[Dataset entries]:
________________________________________
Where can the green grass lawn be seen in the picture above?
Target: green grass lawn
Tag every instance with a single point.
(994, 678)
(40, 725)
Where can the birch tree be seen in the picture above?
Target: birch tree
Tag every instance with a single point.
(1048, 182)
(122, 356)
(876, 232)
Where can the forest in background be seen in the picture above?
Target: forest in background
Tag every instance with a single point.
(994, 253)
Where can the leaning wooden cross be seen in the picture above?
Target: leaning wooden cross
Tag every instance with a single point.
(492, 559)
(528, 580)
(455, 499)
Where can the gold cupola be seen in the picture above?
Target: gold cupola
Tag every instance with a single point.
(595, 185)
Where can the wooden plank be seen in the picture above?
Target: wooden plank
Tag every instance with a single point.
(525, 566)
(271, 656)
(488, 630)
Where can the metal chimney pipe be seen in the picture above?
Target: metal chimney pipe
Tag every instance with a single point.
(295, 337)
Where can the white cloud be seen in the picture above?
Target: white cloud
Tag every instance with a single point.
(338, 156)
________________________________________
[INSTRUCTIONS TO FOLLOW]: From the entries, count the lines that hold the string "leaning". Nothing but the number is needed.

[ANSWER BOX]: 2